With 1.39 billion active users worldwide, Facebook’s social network is the closest thing we have to a universal communication platform. And people post — or try to post — just about everything you can imagine.
On Monday, the company will clarify its community standards to give its users more guidance about what types of posts are not allowed on the service.

Facebook walks a delicate line when it tries to ban violent or offensive content without suppressing the free sharing of information that it says it wants to encourage. Its audience is vast, with a huge variance in age, cultural values and laws across the globe. Yet despite its published guidelines, the reasoning behind Facebook’s decisions to block or allow content are often opaque and inconsistent.
For example, the company flip-flopped repeatedly on whether to allow beheading videos on the service before recently deciding to ban them. In December, it blocked a page in Russia that was promoting an antigovernment protest, then allowed copycat pages to stay up. And in October, it created an exception to its requirement that people use their real names on the service when it allowed San Francisco’s drag queens to use their stage names while continuing to crack down on others using false names.

Supplied material:
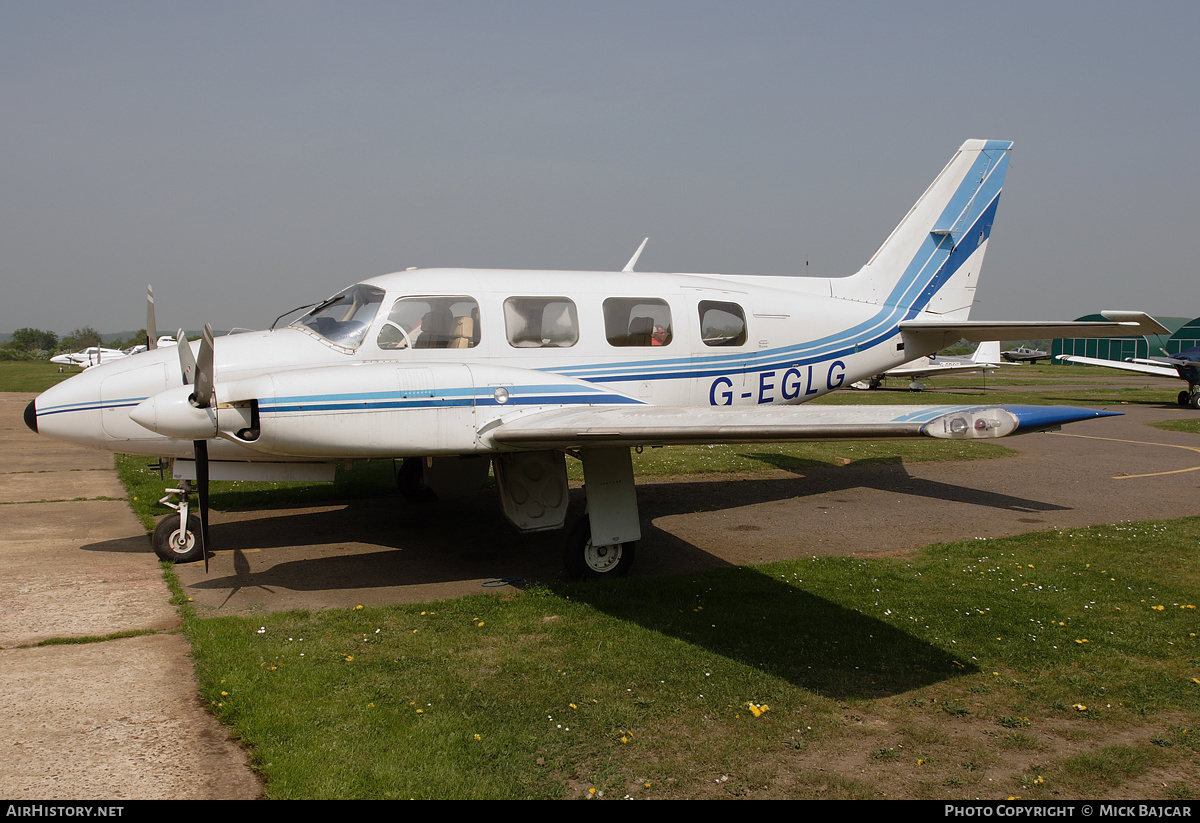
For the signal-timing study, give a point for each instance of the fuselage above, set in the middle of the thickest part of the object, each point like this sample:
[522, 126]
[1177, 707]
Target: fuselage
[423, 361]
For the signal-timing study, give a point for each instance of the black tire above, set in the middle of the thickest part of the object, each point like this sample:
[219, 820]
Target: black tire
[168, 545]
[586, 562]
[411, 480]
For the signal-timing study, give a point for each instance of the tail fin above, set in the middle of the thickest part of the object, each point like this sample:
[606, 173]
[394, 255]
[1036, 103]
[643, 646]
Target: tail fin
[930, 262]
[987, 353]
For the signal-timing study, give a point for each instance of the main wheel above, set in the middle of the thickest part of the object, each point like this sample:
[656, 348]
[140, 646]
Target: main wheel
[586, 560]
[411, 480]
[174, 546]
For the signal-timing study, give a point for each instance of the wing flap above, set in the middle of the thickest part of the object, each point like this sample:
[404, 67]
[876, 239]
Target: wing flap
[1121, 324]
[633, 426]
[1141, 368]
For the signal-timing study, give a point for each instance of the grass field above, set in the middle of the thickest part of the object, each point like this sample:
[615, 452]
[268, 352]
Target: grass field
[1047, 666]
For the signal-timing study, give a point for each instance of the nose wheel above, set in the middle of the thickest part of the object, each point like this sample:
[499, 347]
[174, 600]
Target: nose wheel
[178, 544]
[178, 538]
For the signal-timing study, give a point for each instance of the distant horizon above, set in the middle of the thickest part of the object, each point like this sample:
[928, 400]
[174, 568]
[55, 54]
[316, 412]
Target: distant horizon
[247, 157]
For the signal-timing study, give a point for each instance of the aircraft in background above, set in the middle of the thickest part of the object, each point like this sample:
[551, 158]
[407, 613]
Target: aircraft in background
[1183, 366]
[984, 359]
[94, 355]
[1025, 354]
[91, 355]
[460, 371]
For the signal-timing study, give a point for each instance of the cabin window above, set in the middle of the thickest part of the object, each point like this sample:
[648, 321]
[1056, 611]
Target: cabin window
[345, 318]
[431, 323]
[721, 323]
[534, 323]
[637, 322]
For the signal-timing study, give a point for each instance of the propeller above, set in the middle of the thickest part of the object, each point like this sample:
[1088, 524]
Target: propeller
[198, 373]
[151, 331]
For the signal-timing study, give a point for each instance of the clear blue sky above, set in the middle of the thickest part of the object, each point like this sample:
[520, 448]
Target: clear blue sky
[247, 157]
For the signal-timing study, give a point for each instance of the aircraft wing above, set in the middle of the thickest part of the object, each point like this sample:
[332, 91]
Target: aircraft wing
[1121, 324]
[1144, 368]
[931, 370]
[652, 425]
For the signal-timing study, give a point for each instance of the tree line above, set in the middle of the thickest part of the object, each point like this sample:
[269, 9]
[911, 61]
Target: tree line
[40, 344]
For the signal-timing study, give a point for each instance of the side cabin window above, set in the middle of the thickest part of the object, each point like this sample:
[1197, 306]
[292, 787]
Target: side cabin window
[534, 323]
[343, 319]
[637, 322]
[721, 323]
[431, 323]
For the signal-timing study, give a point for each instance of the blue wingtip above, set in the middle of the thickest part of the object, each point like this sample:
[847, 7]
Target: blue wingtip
[1041, 418]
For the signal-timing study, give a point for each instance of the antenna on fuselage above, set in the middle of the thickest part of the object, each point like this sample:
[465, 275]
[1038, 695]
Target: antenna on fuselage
[629, 266]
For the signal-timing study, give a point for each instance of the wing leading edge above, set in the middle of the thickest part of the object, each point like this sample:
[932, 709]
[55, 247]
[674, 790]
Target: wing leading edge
[648, 426]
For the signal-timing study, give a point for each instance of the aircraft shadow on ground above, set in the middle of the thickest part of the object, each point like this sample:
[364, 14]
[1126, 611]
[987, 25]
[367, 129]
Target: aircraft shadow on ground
[801, 637]
[382, 542]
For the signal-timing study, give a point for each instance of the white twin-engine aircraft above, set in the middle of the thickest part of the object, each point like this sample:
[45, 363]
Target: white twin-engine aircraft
[457, 370]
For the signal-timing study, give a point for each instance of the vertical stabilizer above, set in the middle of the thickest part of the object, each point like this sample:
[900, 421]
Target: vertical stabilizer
[987, 353]
[930, 262]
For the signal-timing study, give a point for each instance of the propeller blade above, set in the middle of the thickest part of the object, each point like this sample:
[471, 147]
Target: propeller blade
[202, 488]
[204, 370]
[186, 360]
[151, 331]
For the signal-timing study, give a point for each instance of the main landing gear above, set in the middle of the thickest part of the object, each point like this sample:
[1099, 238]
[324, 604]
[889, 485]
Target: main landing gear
[587, 560]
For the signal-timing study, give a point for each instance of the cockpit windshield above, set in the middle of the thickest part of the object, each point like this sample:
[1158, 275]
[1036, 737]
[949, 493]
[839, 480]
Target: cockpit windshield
[345, 318]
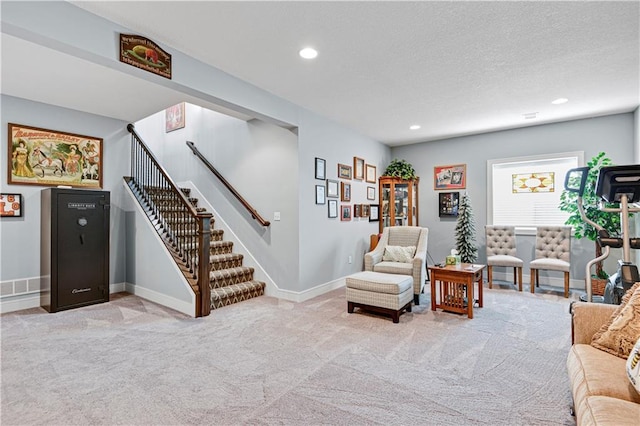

Jobs:
**A)** Reproduce the passage about Facebook's content rules word for word, starting at "For example, the" and ending at "using false names.".
**B)** In the passage about Facebook's content rules, in which month did the company let San Francisco's drag queens use their stage names?
**C)** Resume the passage about Facebook's content rules from its final sentence and extend it with further paragraphs.
The rows play no part in what comes next.

Task-by-task answers:
**A)**
For example, the company flip-flopped repeatedly on whether to allow beheading videos on the service before recently deciding to ban them. In December, it blocked a page in Russia that was promoting an antigovernment protest, then allowed copycat pages to stay up. And in October, it created an exception to its requirement that people use their real names on the service when it allowed San Francisco’s drag queens to use their stage names while continuing to crack down on others using false names.

**B)** October

**C)**
“We’re trying to strike the balance based on the way our community works,” Monika Bickert, Facebook’s head of global policy management, said in an interview. “The landscape is complicated.”
The company hopes that more specific explanation of its rules will take some of the mystery out of what it will and will not allow.
Terrorist organizations like the Islamic State have long been banned from the service. But supporting or praising groups involved in “violent, criminal or hateful behavior” is also banned, the updated rules say.
Threatening people with physical or financial harm, or bullying them by posting items intended to degrade or shame them, is also prohibited. So is anything that encourages suicide or eating disorders.
                                        
Facebook has always banned pornography and most other nudity, but it is now diving into the nuances. “We remove photographs of people displaying genitals or focusing in on fully exposed buttocks,” it says. It also restricts some images of female breasts if the nipple shows, “but we always allow photos of women actively engaged in breast-feeding or showing breasts with post-mastectomy scarring.” Photos of paintings, sculptures and other art that depicts nude figures are also fine.
The company is for the first time explicitly banning content promoting sexual violence or exploitation, including so-called revenge porn, which it defines as intimate images “shared in revenge or without permission from the people in the images.” (Twitter has also updated its rules to forbid revenge porn.)
One thing that has not changed: Facebook has no plans to automatically scan for and remove potentially offensive content, Ms. Bickert said.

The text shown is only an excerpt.